SELECTED TEXT:
Purpose: The purpose of this study was to sequence the genome and define the basal transcriptome of a CA-MRSA USA300 strain, an emerging foodborne pathogen, using next generation sequencing (NGS) as a preliminary step toward improved control and therapeutic strategies.
Methods: Genomic DNA was extracted from MRSA SF8300, a representative CA-MRSA USA300 strain; libraries were sequenced on the Illumina MiSeq platform (Illumina TruSeq Sample Preparation Kit; > 700,000 reads; 250bp paired-end reads). RNA was extracted from early log phase (OD600 = 0.4) and stationary phase (OD600 = 1.0 + 3hr) from MRSA SF8300 cells; libraries were quantified on the Illumina HiSeq 2500 platform in triplicate (Epicentre ScriptSeq Library Preparation Kit; > 60 million reads each; 100 bp paired-end reads). RNA-Seq reads were mapped to the MRSA TCH1516 genome sequence and normalized to fragments per kilobase per million reads (FPKM) values using the Tophat and Cufflinks packages; MULTTEST model with p-value adjustments based on False Discovery Rate (FDR) (SAS v9.3) was performed for statistical significance.
Results: Genomic DNA for strain SF8300 was assembled into 33 scaffolds with 63X coverage. Actively transcribed genes were defined as (FPKMlog/FPKMstat > 2; adj. P-value < 0.05) with 109/2,578 (4.2%) and 162/2,578 (6.2%) genes exhibiting increased transcriptional activity in log and stationary phase, respectively, over the total number of genes exhibiting activity. Major virulence gene regulator, agr, exhibited higher transcriptional activity in stationary phase cultures.
Significance: This study defines the log and stationary phase transcriptomes of CA-MRSA as well as the genome sequence of a typical USA300 MRSA strain. These data provide preliminary insight into methods for strain differentiation, interventions and improved therapeutics.

SUPPLIED MATERIAL:
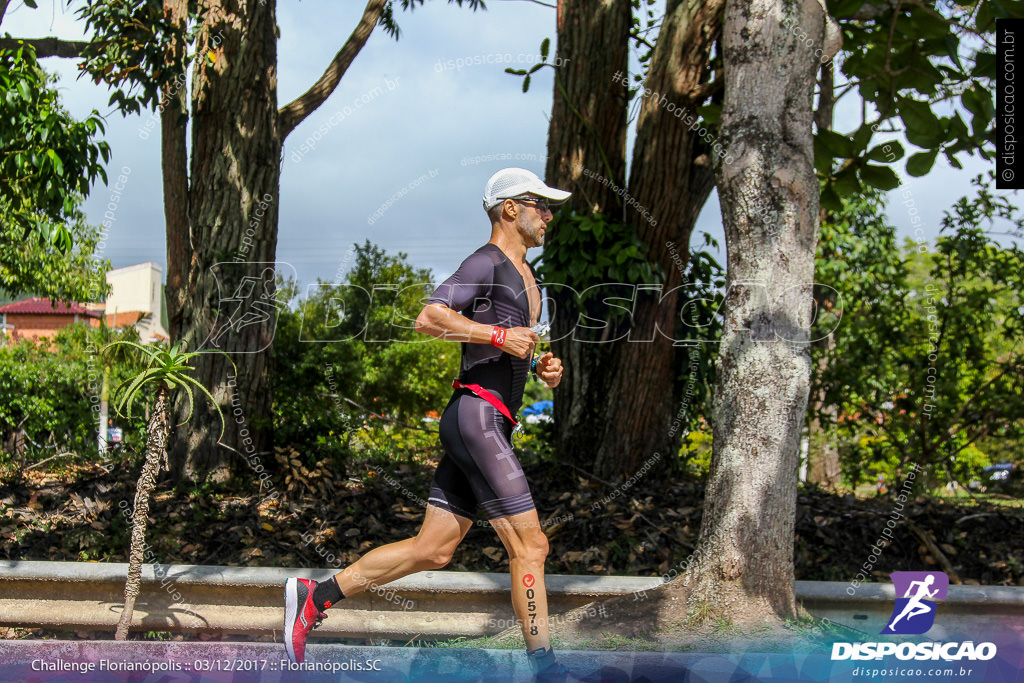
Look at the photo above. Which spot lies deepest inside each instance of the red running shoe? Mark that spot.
(301, 616)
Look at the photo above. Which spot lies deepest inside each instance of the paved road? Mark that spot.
(110, 662)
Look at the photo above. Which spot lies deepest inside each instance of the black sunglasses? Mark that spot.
(542, 204)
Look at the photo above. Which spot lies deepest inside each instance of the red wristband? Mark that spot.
(498, 336)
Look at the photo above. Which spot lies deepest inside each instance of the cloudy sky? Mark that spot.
(407, 120)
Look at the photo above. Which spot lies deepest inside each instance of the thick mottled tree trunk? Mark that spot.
(822, 457)
(158, 428)
(587, 133)
(235, 173)
(742, 568)
(607, 420)
(226, 213)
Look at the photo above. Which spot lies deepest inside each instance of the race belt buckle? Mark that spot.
(541, 330)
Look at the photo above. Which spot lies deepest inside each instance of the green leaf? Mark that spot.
(838, 145)
(881, 177)
(923, 127)
(888, 152)
(921, 163)
(847, 183)
(57, 164)
(829, 200)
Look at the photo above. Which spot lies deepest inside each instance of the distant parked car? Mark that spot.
(539, 412)
(1001, 475)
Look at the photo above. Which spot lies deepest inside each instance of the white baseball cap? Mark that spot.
(512, 182)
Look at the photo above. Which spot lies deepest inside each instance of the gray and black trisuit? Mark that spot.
(478, 468)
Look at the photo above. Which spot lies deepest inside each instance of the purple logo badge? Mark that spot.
(914, 611)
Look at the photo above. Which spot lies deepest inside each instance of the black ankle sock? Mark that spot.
(541, 659)
(327, 594)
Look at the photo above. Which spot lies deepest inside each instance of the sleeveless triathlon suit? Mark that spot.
(478, 468)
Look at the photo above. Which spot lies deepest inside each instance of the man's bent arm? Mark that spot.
(438, 321)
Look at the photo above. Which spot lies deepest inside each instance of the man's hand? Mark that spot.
(549, 370)
(520, 342)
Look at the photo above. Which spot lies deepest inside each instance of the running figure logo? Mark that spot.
(914, 612)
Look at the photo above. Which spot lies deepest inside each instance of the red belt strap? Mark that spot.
(487, 396)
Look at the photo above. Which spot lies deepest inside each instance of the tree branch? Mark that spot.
(293, 114)
(46, 47)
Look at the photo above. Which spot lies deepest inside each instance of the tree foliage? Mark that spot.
(52, 387)
(922, 68)
(927, 367)
(30, 266)
(48, 160)
(349, 348)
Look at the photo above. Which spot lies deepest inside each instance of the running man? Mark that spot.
(495, 291)
(914, 606)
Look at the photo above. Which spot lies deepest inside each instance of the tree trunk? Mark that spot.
(104, 394)
(742, 568)
(587, 132)
(608, 421)
(158, 428)
(235, 184)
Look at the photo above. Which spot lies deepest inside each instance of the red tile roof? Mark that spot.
(42, 306)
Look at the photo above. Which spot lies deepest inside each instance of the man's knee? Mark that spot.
(436, 557)
(536, 546)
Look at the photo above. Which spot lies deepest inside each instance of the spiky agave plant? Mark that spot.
(166, 371)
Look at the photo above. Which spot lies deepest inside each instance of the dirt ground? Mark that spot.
(79, 513)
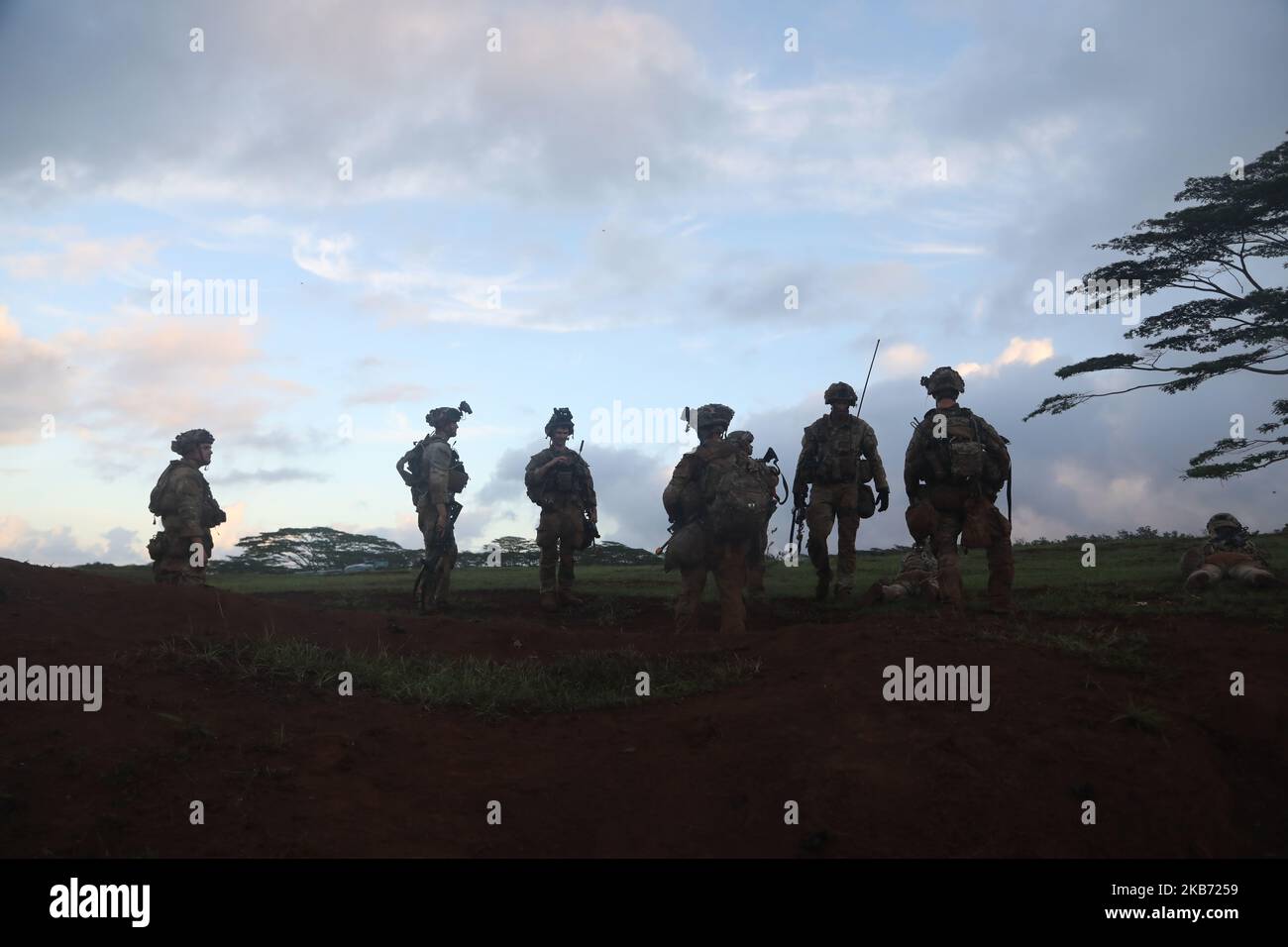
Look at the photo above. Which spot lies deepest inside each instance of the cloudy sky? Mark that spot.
(591, 205)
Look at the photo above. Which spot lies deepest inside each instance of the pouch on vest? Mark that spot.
(867, 505)
(983, 525)
(456, 475)
(687, 548)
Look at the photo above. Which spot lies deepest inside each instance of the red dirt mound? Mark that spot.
(290, 771)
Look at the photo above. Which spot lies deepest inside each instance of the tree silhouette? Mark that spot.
(313, 548)
(1206, 248)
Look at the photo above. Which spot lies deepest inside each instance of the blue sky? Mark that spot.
(511, 176)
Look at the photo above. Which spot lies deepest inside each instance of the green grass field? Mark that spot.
(1137, 577)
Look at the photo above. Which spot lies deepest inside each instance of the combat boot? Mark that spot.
(872, 595)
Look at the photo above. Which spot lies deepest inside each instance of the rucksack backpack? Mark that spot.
(159, 491)
(837, 458)
(962, 446)
(738, 495)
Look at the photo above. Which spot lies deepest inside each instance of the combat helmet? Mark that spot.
(943, 379)
(559, 418)
(838, 390)
(188, 440)
(446, 415)
(1224, 522)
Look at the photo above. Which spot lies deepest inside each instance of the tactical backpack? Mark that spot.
(159, 491)
(456, 475)
(960, 457)
(837, 462)
(738, 496)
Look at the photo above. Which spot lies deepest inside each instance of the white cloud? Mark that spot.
(1018, 352)
(81, 261)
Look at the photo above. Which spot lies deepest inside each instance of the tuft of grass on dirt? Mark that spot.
(1146, 719)
(1106, 646)
(585, 681)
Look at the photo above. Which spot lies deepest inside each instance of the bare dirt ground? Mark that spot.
(291, 770)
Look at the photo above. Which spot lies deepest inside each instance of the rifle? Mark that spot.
(434, 551)
(591, 530)
(772, 459)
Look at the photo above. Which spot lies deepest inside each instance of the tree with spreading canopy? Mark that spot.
(1239, 325)
(312, 549)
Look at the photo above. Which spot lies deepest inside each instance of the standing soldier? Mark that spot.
(559, 482)
(188, 510)
(953, 470)
(1227, 554)
(698, 486)
(743, 440)
(838, 457)
(437, 480)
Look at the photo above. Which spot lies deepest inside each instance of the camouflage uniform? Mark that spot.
(443, 475)
(756, 554)
(917, 574)
(188, 510)
(961, 505)
(566, 495)
(1227, 554)
(683, 502)
(837, 458)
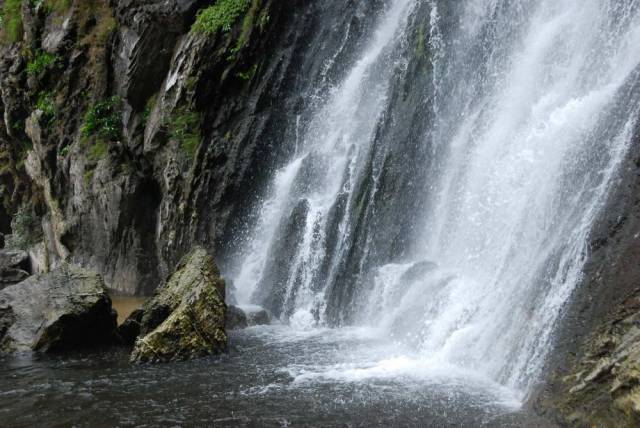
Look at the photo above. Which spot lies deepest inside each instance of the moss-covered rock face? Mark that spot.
(603, 388)
(186, 317)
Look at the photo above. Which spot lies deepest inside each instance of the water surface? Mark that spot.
(272, 376)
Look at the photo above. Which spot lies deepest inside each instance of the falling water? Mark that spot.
(454, 215)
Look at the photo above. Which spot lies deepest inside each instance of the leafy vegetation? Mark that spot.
(11, 21)
(220, 16)
(46, 105)
(97, 151)
(25, 229)
(184, 127)
(103, 120)
(41, 62)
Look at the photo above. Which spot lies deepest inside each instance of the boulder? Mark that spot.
(63, 310)
(186, 317)
(236, 318)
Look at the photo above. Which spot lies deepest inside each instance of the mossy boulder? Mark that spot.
(603, 387)
(186, 317)
(62, 310)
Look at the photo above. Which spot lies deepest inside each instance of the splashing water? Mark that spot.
(531, 109)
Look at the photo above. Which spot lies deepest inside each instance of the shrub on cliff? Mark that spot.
(220, 16)
(11, 21)
(103, 120)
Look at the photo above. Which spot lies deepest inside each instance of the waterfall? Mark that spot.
(445, 188)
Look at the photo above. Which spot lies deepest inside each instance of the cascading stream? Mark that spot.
(530, 109)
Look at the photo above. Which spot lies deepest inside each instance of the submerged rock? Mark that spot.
(129, 330)
(236, 318)
(65, 309)
(186, 317)
(246, 316)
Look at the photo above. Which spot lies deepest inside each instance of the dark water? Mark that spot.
(268, 379)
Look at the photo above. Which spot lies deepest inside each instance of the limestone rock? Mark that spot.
(65, 309)
(186, 317)
(129, 330)
(236, 318)
(14, 267)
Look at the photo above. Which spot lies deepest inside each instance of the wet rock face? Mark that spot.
(594, 370)
(14, 267)
(63, 310)
(186, 317)
(604, 387)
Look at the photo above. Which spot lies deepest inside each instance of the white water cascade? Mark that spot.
(532, 108)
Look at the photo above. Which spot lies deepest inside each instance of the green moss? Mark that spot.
(46, 105)
(88, 177)
(11, 21)
(184, 127)
(248, 75)
(103, 120)
(97, 151)
(41, 62)
(59, 6)
(247, 26)
(220, 16)
(25, 229)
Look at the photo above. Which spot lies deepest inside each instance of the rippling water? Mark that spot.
(272, 376)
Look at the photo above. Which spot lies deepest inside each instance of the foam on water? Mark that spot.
(534, 107)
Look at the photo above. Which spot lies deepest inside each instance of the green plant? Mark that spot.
(11, 22)
(46, 105)
(220, 16)
(97, 151)
(104, 120)
(25, 229)
(41, 62)
(184, 127)
(248, 75)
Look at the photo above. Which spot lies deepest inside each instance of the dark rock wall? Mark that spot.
(132, 207)
(596, 343)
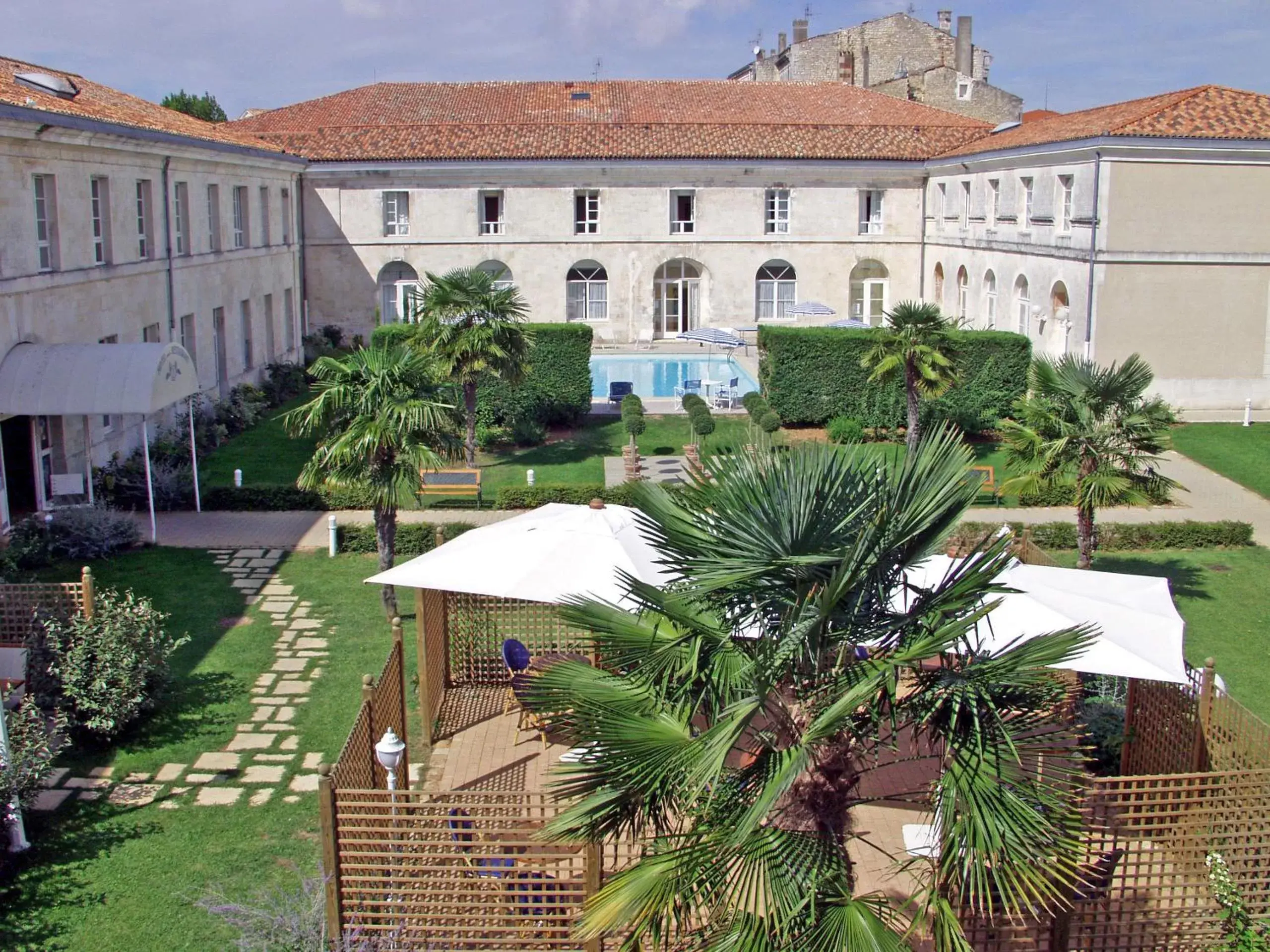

REQUIRED WORK:
1. According to the MRSA study summary, into how many scaffolds was the genomic DNA of strain SF8300 assembled?
2. Copy from the MRSA study summary, word for word, the stretch from "Significance: This study" through "and improved therapeutics.".

ANSWERS TO THE PROBLEMS:
1. 33 scaffolds.

2.
Significance: This study defines the log and stationary phase transcriptomes of CA-MRSA as well as the genome sequence of a typical USA300 MRSA strain. These data provide preliminary insight into methods for strain differentiation, interventions and improved therapeutics.